Directive 1 —
From the post about a Marin film community, transcribe the passage from "Catherine Craig, a" to "facility in Marin.".
Directive 2 —
Turn the paragraph of the Marin film community post that begins "Part of my original marketing approach" into a short bulleted list that keeps its main facts.

Excerpted text —

# # # #

Wednesday, December 12, 2012

The Dream of a New Film Community

Part of my original marketing approach, besides the usual press release channels and local ad placement, was the idea that 32TEN Studios would serve as a Marin Film Center: a focal point of young independent film makers, technologists, and educators.

Catherine Craig, a veteran camera operator and fixture in the Bay Area film community since the early eighties at Colossal Films, told me of Francis Coppola's early work in building this community around his own filmmaking at Zoetrope Studios, and later, his virtual community at which continues to sponsor writing and producing talent through workshop and festival.  Coppola, along with his friend George Lucas, revitalized Bay Area filmmaking in the late seventies when they each established companies in and around San Francisco.  Catherine's inclusion on our adjunct faculty board and our support of her film development was the first step in creating a new, living community around a facility in Marin.

# # # #

Records —
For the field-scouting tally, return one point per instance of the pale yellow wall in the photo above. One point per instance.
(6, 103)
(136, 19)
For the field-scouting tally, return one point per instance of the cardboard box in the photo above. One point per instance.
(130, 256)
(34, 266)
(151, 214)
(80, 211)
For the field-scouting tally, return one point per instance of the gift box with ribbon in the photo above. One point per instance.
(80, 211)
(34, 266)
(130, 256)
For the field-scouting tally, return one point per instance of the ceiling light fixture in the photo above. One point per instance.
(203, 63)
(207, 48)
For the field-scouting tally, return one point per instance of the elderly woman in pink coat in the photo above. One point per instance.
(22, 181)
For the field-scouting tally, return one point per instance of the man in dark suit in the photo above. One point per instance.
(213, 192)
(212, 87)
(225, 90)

# # # #

Expected output 1 —
Catherine Craig, a veteran camera operator and fixture in the Bay Area film community since the early eighties at Colossal Films, told me of Francis Coppola's early work in building this community around his own filmmaking at Zoetrope Studios, and later, his virtual community at which continues to sponsor writing and producing talent through workshop and festival.  Coppola, along with his friend George Lucas, revitalized Bay Area filmmaking in the late seventies when they each established companies in and around San Francisco.  Catherine's inclusion on our adjunct faculty board and our support of her film development was the first step in creating a new, living community around a facility in Marin.

Expected output 2 —
- The original marketing approach used the usual press release channels and local ad placement.
- It also included the idea that 32TEN Studios would serve as a Marin Film Center.
- That center would be a focal point of young independent film makers, technologists, and educators.